**TASK DESCRIPTION**
In this exercise, return each entry exactly as given.

--- RECORDS SUPPLIED Enclosed Below ---

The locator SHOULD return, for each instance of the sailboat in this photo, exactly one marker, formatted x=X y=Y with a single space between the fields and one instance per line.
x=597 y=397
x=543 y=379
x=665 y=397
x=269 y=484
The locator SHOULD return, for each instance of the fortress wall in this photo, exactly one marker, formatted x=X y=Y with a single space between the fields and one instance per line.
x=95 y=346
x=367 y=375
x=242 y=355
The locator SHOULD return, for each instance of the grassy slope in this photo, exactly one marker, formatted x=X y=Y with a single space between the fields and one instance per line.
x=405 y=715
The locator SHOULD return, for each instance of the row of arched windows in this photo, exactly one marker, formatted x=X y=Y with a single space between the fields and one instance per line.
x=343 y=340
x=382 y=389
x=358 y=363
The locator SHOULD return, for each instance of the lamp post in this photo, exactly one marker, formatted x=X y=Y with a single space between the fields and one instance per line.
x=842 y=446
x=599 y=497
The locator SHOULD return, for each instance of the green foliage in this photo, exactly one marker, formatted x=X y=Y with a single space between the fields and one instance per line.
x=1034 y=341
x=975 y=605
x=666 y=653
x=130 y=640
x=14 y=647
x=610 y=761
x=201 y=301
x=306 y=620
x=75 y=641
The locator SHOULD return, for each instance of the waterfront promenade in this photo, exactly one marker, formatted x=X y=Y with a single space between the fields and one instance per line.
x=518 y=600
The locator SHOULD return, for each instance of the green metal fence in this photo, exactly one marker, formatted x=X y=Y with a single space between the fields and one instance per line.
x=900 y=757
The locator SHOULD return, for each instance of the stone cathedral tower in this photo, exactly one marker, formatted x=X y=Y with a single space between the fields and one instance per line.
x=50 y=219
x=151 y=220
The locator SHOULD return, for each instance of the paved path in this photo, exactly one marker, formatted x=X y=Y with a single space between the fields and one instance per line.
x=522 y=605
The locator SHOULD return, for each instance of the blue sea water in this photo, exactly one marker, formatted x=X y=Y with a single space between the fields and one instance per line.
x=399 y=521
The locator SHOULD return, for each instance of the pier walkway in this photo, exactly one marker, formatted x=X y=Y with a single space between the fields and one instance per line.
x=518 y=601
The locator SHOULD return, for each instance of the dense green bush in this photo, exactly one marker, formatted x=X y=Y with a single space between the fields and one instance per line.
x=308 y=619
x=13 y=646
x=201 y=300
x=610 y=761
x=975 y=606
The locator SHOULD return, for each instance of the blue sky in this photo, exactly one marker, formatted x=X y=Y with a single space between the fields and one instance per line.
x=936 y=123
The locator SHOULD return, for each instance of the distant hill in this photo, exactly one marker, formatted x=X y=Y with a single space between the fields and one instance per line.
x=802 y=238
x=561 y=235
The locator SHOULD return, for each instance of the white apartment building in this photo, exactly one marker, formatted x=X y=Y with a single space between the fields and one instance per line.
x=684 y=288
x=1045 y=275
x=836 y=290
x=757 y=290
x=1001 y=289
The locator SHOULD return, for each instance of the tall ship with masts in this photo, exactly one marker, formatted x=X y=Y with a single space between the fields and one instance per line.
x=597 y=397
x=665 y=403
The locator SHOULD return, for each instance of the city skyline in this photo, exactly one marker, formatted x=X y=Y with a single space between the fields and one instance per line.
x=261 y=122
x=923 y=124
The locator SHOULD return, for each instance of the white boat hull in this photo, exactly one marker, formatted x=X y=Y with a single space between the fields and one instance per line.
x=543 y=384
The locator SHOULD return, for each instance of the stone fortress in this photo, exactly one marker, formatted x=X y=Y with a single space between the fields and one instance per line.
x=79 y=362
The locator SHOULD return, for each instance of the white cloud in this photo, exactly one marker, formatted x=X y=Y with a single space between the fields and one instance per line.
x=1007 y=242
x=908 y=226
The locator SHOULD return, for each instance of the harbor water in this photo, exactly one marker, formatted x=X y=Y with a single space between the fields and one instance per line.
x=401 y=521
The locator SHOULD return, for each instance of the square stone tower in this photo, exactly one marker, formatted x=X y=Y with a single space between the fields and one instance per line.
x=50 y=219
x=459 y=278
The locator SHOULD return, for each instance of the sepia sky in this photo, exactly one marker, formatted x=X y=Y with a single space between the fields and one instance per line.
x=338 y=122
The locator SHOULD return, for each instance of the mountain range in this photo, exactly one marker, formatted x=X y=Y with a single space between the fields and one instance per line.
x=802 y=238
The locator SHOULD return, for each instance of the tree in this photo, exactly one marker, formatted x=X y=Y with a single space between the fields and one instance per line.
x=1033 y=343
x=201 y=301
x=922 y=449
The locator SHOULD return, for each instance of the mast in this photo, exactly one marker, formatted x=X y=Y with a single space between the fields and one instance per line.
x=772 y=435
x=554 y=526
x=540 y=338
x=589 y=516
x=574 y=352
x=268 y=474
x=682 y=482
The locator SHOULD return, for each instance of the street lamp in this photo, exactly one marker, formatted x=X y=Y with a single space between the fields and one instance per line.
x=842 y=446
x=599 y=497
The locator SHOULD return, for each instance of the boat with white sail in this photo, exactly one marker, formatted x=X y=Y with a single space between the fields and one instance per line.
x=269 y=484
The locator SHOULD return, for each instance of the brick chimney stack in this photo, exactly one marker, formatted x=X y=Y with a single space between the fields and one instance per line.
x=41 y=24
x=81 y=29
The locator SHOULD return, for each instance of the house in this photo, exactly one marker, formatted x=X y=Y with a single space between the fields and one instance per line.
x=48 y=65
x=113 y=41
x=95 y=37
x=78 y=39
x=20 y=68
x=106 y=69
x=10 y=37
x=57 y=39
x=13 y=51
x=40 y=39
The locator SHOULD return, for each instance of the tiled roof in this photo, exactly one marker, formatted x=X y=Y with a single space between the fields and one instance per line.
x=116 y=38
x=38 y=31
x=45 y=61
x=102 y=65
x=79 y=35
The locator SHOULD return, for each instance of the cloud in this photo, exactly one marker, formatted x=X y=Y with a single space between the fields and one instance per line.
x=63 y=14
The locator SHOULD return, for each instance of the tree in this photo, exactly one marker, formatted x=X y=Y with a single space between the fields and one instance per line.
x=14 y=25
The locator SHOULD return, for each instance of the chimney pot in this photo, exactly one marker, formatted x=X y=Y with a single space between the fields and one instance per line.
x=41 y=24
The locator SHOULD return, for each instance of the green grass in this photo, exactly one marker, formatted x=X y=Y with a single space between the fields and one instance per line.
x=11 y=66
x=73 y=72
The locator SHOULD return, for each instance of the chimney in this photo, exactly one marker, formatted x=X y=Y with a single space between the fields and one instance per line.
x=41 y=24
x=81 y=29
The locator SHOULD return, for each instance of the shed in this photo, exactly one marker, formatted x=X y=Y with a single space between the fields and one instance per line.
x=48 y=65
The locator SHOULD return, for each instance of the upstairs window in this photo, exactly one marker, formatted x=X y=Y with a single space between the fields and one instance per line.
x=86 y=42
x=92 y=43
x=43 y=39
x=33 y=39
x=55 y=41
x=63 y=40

--- End of Enclosed RECORDS SUPPLIED ---

**RESPONSE**
The locator SHOULD return, for each instance of the sailboat in this photo, exactly one marker, formatted x=X y=Y with a single space between the fields and one instance per line.
x=597 y=397
x=543 y=379
x=665 y=397
x=269 y=484
The locator SHOULD return, for each instance of the fortress wall in this photo, exactly one marker, formatted x=X y=Y with a single space between the fields and one instance per line.
x=95 y=346
x=367 y=375
x=242 y=355
The locator SHOULD return, for each instance of the grassy slope in this photo, exactly one marker, formatted x=X y=Y with a single space between the fields and one instance per line.
x=405 y=715
The locator SHOULD return, for each instance of the row of arched windows in this photo, exactly one marker, formatted x=X y=Y with a single space between the fields and one instance per line.
x=343 y=340
x=382 y=389
x=358 y=363
The locator SHOULD return, for each instance of the lamp post in this photo, exactly one marker, formatted x=X y=Y with a single space between the fields and one instance per line.
x=842 y=446
x=599 y=497
The locator SHOULD return, for each instance of the green foliage in this photo, exactly one marker, formatted x=X y=Y with a single space between the fields and one instance per line.
x=1034 y=341
x=975 y=605
x=666 y=653
x=130 y=640
x=14 y=647
x=610 y=761
x=201 y=301
x=306 y=620
x=75 y=641
The locator SHOULD return, for each instance of the waterfront promenade in this photo, exactly one marker, formatted x=X y=Y with a single space between the fields and one instance per line.
x=518 y=600
The locator SHOULD return, for each instance of the green metal fence in this photo, exactly one marker, formatted x=X y=Y with a single space between the fields and one instance per line.
x=900 y=757
The locator SHOULD return, for each instance of the stone cathedral tower in this photo, exactly one marker, formatted x=X y=Y with a single space between the fields and one instance per line.
x=50 y=219
x=151 y=220
The locator SHOULD return, for each instance of the paved path in this photo, exactly one marker, formatted x=X y=Y with a single space between the fields and one instance per line.
x=522 y=605
The locator SHOULD return, for each instance of the blue sea water in this photo, exactly one marker, formatted x=X y=Y with a single space between the fields and one instance per line.
x=399 y=521
The locator SHOULD return, for each instance of the pier walkway in this photo, exactly one marker, formatted x=X y=Y with a single space between the fields and one instance per line.
x=518 y=601
The locator SHOULD return, for each instance of the dense green bush in this photo, exactly one marker, formatted x=X y=Y with a single space between the fields and one instance per line.
x=308 y=619
x=13 y=646
x=201 y=300
x=610 y=761
x=975 y=606
The locator SHOULD return, for each instance of the blue sky in this photo, exactly one marker, formatted x=X y=Y with a single space between the fields and one instance per line.
x=936 y=123
The locator SHOULD return, for each instance of the distant hill in this photo, exactly one marker, formatted x=X y=Y with a single space between the fields and one instance per line.
x=802 y=238
x=561 y=235
The locator SHOULD return, for each instance of the white apartment building in this photo, exactly one marker, formatted x=X y=Y with a single space between the fields and one instance per line.
x=684 y=288
x=1045 y=275
x=836 y=290
x=757 y=290
x=1001 y=289
The locator SHOULD return, for each instance of the tall ship with masts in this photo, exactly one marker, formatted x=X y=Y with a single space between the fields and one instance per line.
x=597 y=397
x=665 y=403
The locator SHOULD return, for each instance of the city skyline in this photo, exactly one marker, formatted x=X y=Y with a single space between the fields and one instance per line.
x=261 y=122
x=923 y=124
The locator SHOULD return, for each instance of the white boat hull in this photo, exactly one marker, formatted x=X y=Y with a single space between the fields and one instance per line.
x=543 y=384
The locator SHOULD return, for each instance of the stone fortress in this photo, exactly one marker, formatted x=X y=Y with a single space between the fields and one instance per line.
x=79 y=362
The locator SHOULD return, for each instance of the white cloud in this photo, exactly one marker, formatted x=X y=Y with a single space between the fields and one instance per line.
x=1007 y=242
x=908 y=226
The locator SHOULD return, for each instance of the harbor water in this photo, exactly one marker, formatted x=X y=Y with a single space between the fields and one instance per line.
x=401 y=521
The locator SHOULD return, for each instance of the square stone tower in this photo, exactly one marker, formatted x=X y=Y with a single space between the fields and one instance per line.
x=50 y=219
x=459 y=278
The locator SHOULD return, for each instance of the sepia sky in this photo, exactly one marker, formatted x=X y=Y with a single space between the fields and one instance per line.
x=338 y=122
The locator SHOULD return, for each instance of the mountain range in this photo, exactly one marker, formatted x=X y=Y with a single space between the fields and one instance per line.
x=802 y=238
The locator SHOULD return, for each instance of the tree in this photo, exactly one marker, formatted x=X y=Y with a single space between the fields and one instance per line.
x=1033 y=343
x=201 y=301
x=922 y=449
The locator SHOULD return, for each instance of the mast in this photo, exactly one marker, formatted x=X y=Y with a single space between the fields and one instance per line.
x=772 y=435
x=554 y=526
x=540 y=338
x=589 y=516
x=574 y=352
x=268 y=474
x=682 y=482
The locator SHOULD return, for each instance of the street lamp in this photo, exactly one marker, formatted x=X y=Y with a single space between the fields and one instance per line.
x=842 y=446
x=599 y=497
The locator SHOULD return, for each instance of the boat with white sail in this photo, exactly one marker, formatted x=X y=Y with a single space between the fields and one instance per line.
x=269 y=484
The locator SHOULD return, for each instance of the brick chimney stack in this photo, exactly one marker, formatted x=X y=Y with a single space between the fields and one instance per line.
x=41 y=24
x=81 y=29
The locator SHOULD return, for each instance of the house in this photo, exactly one marker, formatted x=X y=Y with a single space between the fields and one instance per line.
x=48 y=65
x=113 y=41
x=95 y=37
x=78 y=39
x=20 y=68
x=106 y=69
x=10 y=37
x=57 y=39
x=13 y=51
x=40 y=39
The locator SHOULD return, for each instance of the tiled roof in this photo, exactly one marker, formatted x=X y=Y with a single space between the fields and one instance per line.
x=116 y=38
x=38 y=31
x=45 y=61
x=102 y=65
x=79 y=35
The locator SHOULD return, for each instance of the cloud in this photo, exactly one marker, formatted x=X y=Y with a single space between the fields and one instance per line.
x=63 y=14
The locator SHOULD return, for each instance of the tree in this photo, exactly one marker, formatted x=X y=Y with a single space between the fields and one instance per line.
x=14 y=25
The locator SHOULD return, for each instance of the chimney pot in this photo, exactly one marker, formatted x=X y=Y with a single space between the fields and one instance per line.
x=41 y=24
The locator SHOULD return, for each instance of the green grass in this photo, exactly one marker, formatted x=X y=Y with a single space between the fields and one instance per line.
x=11 y=66
x=73 y=72
The locator SHOULD return, for each instance of the chimney in this photo, exactly one marker, formatted x=X y=Y with a single space between the fields and one instance per line.
x=41 y=24
x=81 y=29
The locator SHOULD return, for each instance of the shed in this photo, exactly one marker, formatted x=X y=Y with a single space between the fields and one instance per line.
x=48 y=65
The locator SHOULD return, for each instance of the upstairs window in this photo, exactly one marker, formatted x=X y=Y with a single space between the fields and one instance per line.
x=86 y=42
x=92 y=43
x=43 y=39
x=33 y=39
x=55 y=41
x=63 y=40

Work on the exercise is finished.